• _READING PASSAGE_:

* Start *

Whelan and young policeman Mike McGill (Doug Savant) are the film’s two unmoneyed young. The equivalent of a seagoing ski bum, Whelan captains the racing sailboat Obsession for its rich, older owner, while bedding the owner’s petulant young wife (Kim Cattrall). McGill, nursing a crush on Olivia since grade school, has given up talk of law school for a berth on the local police force.

And almost nothing is what it seems. This is ‘80s film noir , but noir played by the very young, in the vivid colors and clean lines of a Bruce Weber photograph. The darkness is all below the surface. (The cameraman is the brilliant David Watkin, who’s done everything from ‘Yentl” to “Chariots of Fire,” and from “Out of Africa” to “Moonstruck.” His lenses make these pure oceanside settings into a watercolorist’s dream. And the effortlessly fine production design is by John Kasarda.)

Dick Wolf’s screenplay could have slipped over into melodrama in a second. But Swaim, American born and French trained, is too elegant a director for that and far too controlled. He goes for neat razor cuts, not great bloody chunks of melodrama. And so, like Polanski’s “Frantic,” the picture is full of small, impeccably realized roles--by Glover, Delany, Cattrall, Maeve McGuire as Olivia’s beautiful aunt--that together create an undercurrent of malaise beneath a glossy surface. (The film’s R-rating is for its nudity, sexual situations and brief violence.)

* End *

• _REQUIREMENTS_:
1: In the film review, who is credited with the production design?
2: Write a continuation of the film review, picking up after its final sentence.

• _INFORMATION GIVEN_:
* Start *

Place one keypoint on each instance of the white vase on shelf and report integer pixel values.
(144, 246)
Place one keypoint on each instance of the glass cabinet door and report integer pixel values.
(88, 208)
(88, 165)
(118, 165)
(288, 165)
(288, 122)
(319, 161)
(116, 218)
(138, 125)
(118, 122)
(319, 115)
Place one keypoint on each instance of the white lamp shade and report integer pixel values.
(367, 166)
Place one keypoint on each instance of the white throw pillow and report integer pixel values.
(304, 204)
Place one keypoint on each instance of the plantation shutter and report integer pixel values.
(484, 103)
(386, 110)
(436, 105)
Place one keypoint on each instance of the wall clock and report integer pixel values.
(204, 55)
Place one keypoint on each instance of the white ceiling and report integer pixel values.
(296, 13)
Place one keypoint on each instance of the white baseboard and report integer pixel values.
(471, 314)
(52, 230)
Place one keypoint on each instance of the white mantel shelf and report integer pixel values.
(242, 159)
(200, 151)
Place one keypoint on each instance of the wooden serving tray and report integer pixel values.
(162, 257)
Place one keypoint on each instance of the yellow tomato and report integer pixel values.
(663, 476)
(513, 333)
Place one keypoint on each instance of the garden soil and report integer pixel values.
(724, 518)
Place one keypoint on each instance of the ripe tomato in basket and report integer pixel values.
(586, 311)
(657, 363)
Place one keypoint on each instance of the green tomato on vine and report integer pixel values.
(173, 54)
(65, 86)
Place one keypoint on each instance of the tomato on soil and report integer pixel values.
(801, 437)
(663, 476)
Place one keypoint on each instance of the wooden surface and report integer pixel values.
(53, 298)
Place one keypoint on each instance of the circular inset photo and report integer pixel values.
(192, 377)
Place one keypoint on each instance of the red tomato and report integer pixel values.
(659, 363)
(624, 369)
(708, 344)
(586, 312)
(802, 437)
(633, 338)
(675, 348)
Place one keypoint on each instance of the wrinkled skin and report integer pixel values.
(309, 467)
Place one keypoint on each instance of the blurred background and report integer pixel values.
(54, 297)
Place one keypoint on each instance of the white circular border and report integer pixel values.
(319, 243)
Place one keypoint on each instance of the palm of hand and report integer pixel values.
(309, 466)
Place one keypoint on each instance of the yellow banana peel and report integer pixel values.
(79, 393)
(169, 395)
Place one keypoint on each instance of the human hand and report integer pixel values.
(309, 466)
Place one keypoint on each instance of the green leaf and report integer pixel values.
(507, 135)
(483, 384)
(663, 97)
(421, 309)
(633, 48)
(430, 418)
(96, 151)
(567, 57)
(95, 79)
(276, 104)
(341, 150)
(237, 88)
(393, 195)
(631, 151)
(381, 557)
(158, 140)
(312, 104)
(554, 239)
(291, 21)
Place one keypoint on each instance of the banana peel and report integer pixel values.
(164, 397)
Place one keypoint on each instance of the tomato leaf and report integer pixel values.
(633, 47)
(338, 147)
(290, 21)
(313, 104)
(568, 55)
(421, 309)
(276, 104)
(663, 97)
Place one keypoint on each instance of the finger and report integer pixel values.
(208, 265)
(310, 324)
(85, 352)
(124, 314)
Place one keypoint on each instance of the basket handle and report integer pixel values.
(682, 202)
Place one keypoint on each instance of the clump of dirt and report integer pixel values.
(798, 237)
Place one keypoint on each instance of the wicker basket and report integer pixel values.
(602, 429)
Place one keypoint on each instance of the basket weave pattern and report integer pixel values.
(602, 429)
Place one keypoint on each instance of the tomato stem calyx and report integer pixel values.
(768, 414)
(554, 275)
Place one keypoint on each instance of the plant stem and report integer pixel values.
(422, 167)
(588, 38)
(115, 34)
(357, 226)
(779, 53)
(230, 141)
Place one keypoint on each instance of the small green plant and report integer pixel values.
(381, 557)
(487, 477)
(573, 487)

* End *

• _ANSWERS TO THE EXERCISE_:
1: John Kasarda

2:
A lot also hangs on the growing love between the heiress and the seagoing stud. Whelan doesn’t know the meaning of the word guilt ; he’s simply been in the catbird seat his life long because of his looks and his suppleness with women. Now, possibly, he begins to feel the stirrings of decency and of real emotion. Because of the nature of the role, because we’re not meant to know what Whelan is thinking or feeling at any moment, Lowe’s casting works. And his pink-cheeked super-handsomeness seems to fit right in with the Eastern preppies and wired jaws. It isn’t a great performance, but it’s a start.

Besides, Swaim wisely keeps our attention on Tilly, and between them, actress and director build a whole world of wealth and privilege and emotional starvation. They understand that old money like this isn’t extended pinkies or “Dynasty”--it’s Olivia Lawrence’s dowdy clothes, her fogbound voice, her slightly klutzy walk . . . and her sure-footedness on her sailing boat, her authority among the old family lawyers. There are funny bits of observation too: the stiff-elbowed handshake of Gateworth’s condescending girlfriend, like the password of a secret society.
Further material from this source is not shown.